[RECORDS FOR THIS TASK]

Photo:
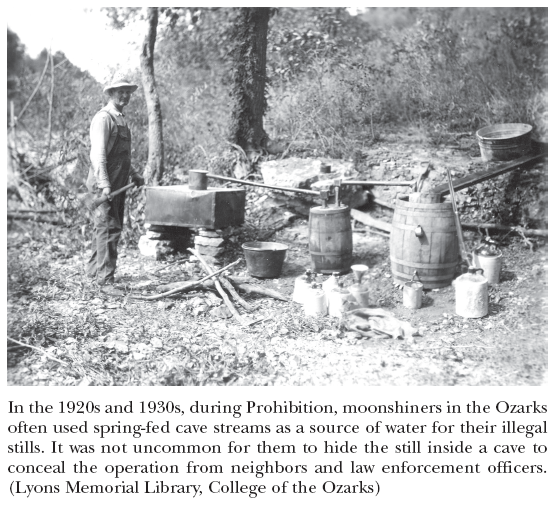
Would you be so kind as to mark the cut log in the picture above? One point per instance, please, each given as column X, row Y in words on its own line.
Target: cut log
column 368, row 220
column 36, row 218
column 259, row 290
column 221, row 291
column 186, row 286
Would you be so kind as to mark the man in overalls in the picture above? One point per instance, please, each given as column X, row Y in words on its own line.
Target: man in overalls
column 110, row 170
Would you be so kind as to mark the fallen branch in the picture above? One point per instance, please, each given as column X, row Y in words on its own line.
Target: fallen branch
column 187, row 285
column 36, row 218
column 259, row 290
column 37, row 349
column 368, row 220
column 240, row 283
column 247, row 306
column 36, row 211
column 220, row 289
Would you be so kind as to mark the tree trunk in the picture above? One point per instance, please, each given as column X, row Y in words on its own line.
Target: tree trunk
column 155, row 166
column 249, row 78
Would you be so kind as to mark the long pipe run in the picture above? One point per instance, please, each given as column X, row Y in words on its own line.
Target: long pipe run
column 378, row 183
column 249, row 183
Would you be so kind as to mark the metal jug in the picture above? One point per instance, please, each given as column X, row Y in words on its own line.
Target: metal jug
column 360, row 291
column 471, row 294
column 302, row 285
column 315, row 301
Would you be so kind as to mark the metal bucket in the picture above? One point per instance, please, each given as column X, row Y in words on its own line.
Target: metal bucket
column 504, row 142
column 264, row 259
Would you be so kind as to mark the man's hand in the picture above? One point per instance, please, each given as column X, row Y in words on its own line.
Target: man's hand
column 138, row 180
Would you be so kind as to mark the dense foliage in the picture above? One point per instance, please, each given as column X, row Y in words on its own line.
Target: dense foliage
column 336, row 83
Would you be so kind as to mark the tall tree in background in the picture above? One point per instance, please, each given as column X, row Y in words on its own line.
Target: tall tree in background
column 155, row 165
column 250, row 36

[/RECORDS FOR THIS TASK]
[RECORDS FOR THIS TASK]

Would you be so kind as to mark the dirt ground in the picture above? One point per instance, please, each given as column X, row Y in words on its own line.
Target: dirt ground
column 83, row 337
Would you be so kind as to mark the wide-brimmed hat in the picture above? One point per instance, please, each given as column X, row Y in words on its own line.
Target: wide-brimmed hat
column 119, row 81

[/RECORDS FOR THIS TASK]

**EXERCISE PROMPT:**
Could you repeat exactly the lines above from the line with "Target: man in overalls" up to and including the line with "Would you be so kind as to mark the metal jug", and only those?

**WRITTEN REPLY:**
Target: man in overalls
column 110, row 170
Would you be so kind as to mark the fallen branch in the picture above? One point per instance, please, each given as column X, row Y in words on its own line.
Target: fallen branch
column 187, row 285
column 36, row 218
column 259, row 290
column 37, row 349
column 368, row 220
column 240, row 283
column 247, row 306
column 36, row 211
column 220, row 289
Would you be so kind as to mark the tree trunk in the picture above? One point per instance, please, each given as column X, row Y in words on its own line.
Target: tree trunk
column 155, row 166
column 249, row 78
Would you be so kind as to mark the long pipe run in the picture above? One point per instance, please, each given as column X, row Y in words on its own line.
Target: long pipe run
column 378, row 183
column 249, row 183
Would you be so kind as to mark the metal jug in the picture above? One point per instance, please, each given as column X, row Y in words on its own line.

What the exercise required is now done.